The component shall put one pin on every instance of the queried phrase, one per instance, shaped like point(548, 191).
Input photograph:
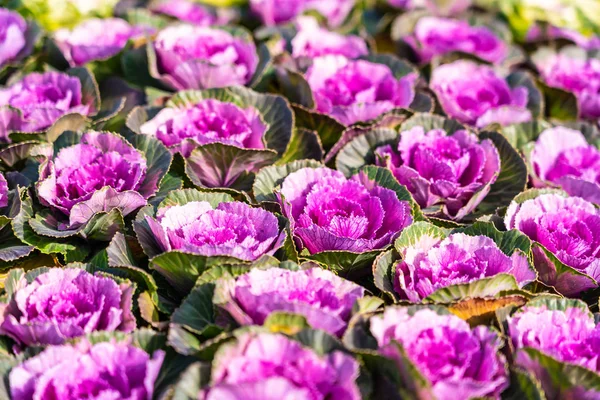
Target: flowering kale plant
point(299, 199)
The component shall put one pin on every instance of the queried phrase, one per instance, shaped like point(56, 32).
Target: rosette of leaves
point(477, 300)
point(567, 265)
point(345, 379)
point(25, 150)
point(563, 83)
point(352, 264)
point(214, 305)
point(141, 67)
point(292, 82)
point(395, 346)
point(74, 228)
point(510, 179)
point(191, 231)
point(499, 48)
point(221, 162)
point(545, 365)
point(12, 249)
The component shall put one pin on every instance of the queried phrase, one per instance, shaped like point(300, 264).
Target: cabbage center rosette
point(61, 304)
point(96, 175)
point(195, 57)
point(352, 91)
point(312, 41)
point(434, 37)
point(275, 12)
point(38, 100)
point(433, 260)
point(552, 338)
point(94, 40)
point(455, 171)
point(567, 232)
point(476, 95)
point(226, 135)
point(329, 212)
point(271, 366)
point(17, 38)
point(455, 359)
point(562, 157)
point(205, 229)
point(84, 370)
point(323, 298)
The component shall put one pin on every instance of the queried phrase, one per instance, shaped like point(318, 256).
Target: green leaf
point(512, 178)
point(294, 87)
point(415, 233)
point(270, 178)
point(286, 323)
point(565, 376)
point(182, 269)
point(196, 313)
point(328, 129)
point(518, 135)
point(191, 381)
point(508, 242)
point(350, 265)
point(158, 159)
point(560, 104)
point(90, 93)
point(383, 272)
point(169, 183)
point(486, 287)
point(523, 386)
point(276, 112)
point(400, 68)
point(432, 121)
point(220, 165)
point(360, 151)
point(304, 145)
point(73, 249)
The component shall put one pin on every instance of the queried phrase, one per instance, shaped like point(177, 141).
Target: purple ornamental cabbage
point(268, 366)
point(569, 336)
point(194, 57)
point(562, 157)
point(436, 7)
point(312, 41)
point(460, 362)
point(231, 229)
point(94, 39)
point(186, 11)
point(209, 121)
point(38, 100)
point(568, 227)
point(581, 77)
point(433, 264)
point(275, 12)
point(13, 37)
point(329, 212)
point(355, 91)
point(65, 303)
point(438, 36)
point(105, 370)
point(475, 95)
point(325, 299)
point(100, 173)
point(3, 191)
point(454, 171)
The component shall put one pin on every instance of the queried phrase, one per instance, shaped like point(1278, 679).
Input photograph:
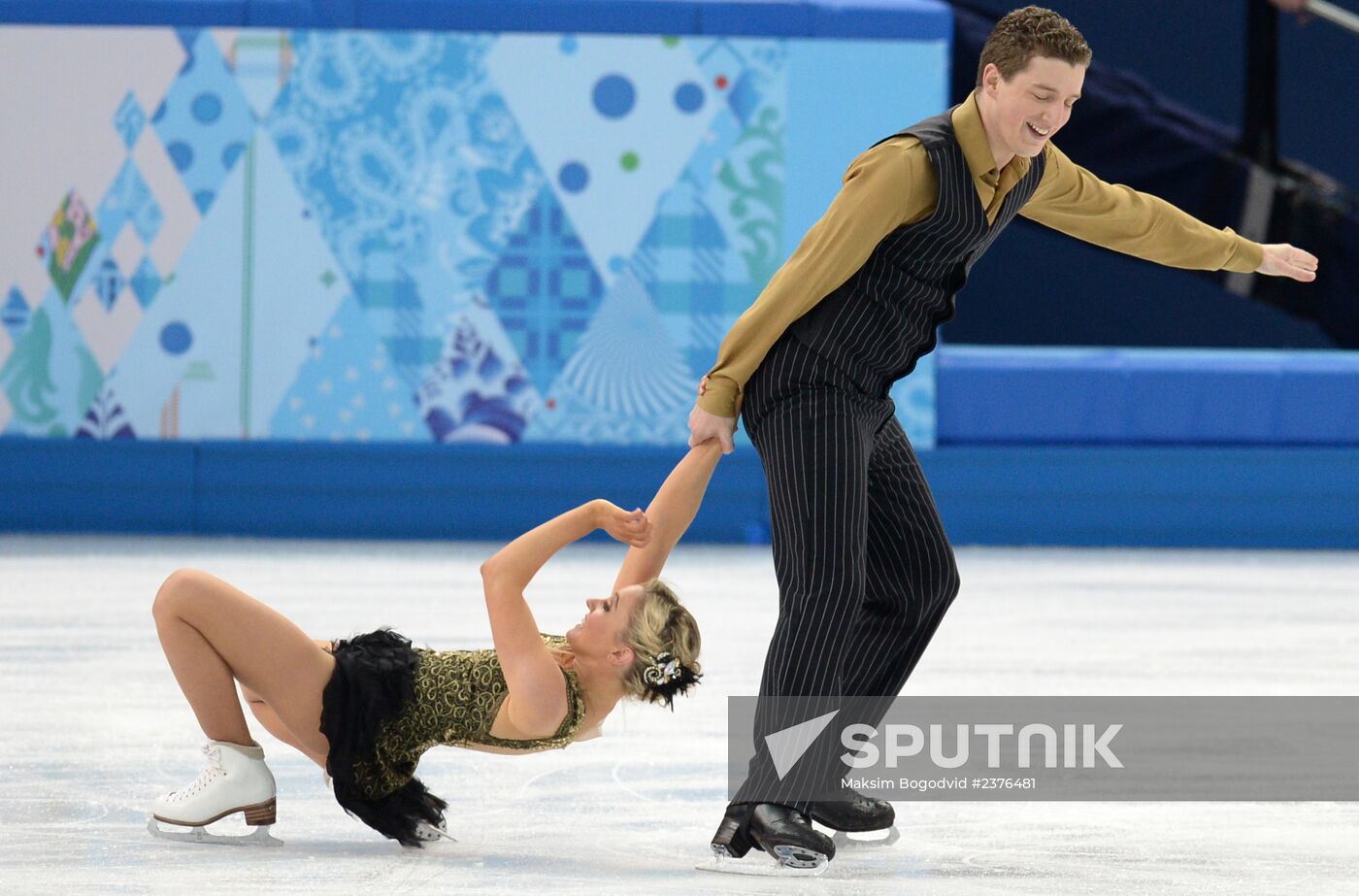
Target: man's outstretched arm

════════════════

Problem statement: Return all of the records above verbatim, line for line, and omit the pictures.

Exercise answer:
The component shall put one pin on every instance of the queried phrase, one per instance, shaped like point(548, 191).
Input photograph:
Target: flowering kale plant
point(299, 199)
The component shall put one pin on every instance of the queried phrase, one per instance, shaped like point(56, 32).
Target: rosette of leaves
point(477, 300)
point(567, 265)
point(345, 379)
point(25, 150)
point(563, 83)
point(352, 264)
point(214, 305)
point(141, 67)
point(292, 82)
point(395, 346)
point(74, 228)
point(510, 179)
point(191, 231)
point(499, 48)
point(221, 162)
point(545, 365)
point(12, 249)
The component shall put one pin on every instance of the queried phrase, one per instance, shaped like point(300, 264).
Target: cabbage center rosette
point(61, 304)
point(96, 175)
point(195, 57)
point(352, 91)
point(312, 41)
point(434, 37)
point(275, 12)
point(38, 100)
point(433, 260)
point(552, 338)
point(94, 40)
point(455, 171)
point(567, 232)
point(476, 95)
point(226, 135)
point(329, 212)
point(271, 366)
point(17, 38)
point(455, 359)
point(562, 157)
point(205, 229)
point(84, 370)
point(323, 298)
The component shall put one pin on every instance of the queried phrase, one per instance, shaped like point(318, 256).
Target: green leaf
point(512, 178)
point(294, 87)
point(415, 233)
point(270, 178)
point(286, 323)
point(565, 376)
point(182, 269)
point(196, 313)
point(328, 129)
point(518, 135)
point(191, 381)
point(508, 242)
point(350, 265)
point(158, 159)
point(560, 104)
point(90, 93)
point(383, 272)
point(169, 183)
point(486, 287)
point(523, 386)
point(276, 112)
point(400, 68)
point(432, 121)
point(220, 165)
point(360, 151)
point(304, 145)
point(73, 249)
The component shall put one pin on every instance of the queried phrase, one per instance, shaped like point(177, 141).
Target: purple ornamental cabbage
point(268, 366)
point(569, 336)
point(194, 57)
point(562, 157)
point(436, 7)
point(312, 41)
point(460, 362)
point(231, 229)
point(94, 39)
point(186, 11)
point(209, 121)
point(38, 100)
point(568, 227)
point(581, 77)
point(433, 264)
point(275, 12)
point(13, 37)
point(329, 212)
point(355, 91)
point(65, 303)
point(438, 36)
point(105, 370)
point(475, 95)
point(325, 299)
point(100, 173)
point(3, 191)
point(454, 171)
The component shall put one pin on every instance of the queried phrase, one per instance, shaped like point(1278, 679).
Input photograph:
Target: man's outstretched arm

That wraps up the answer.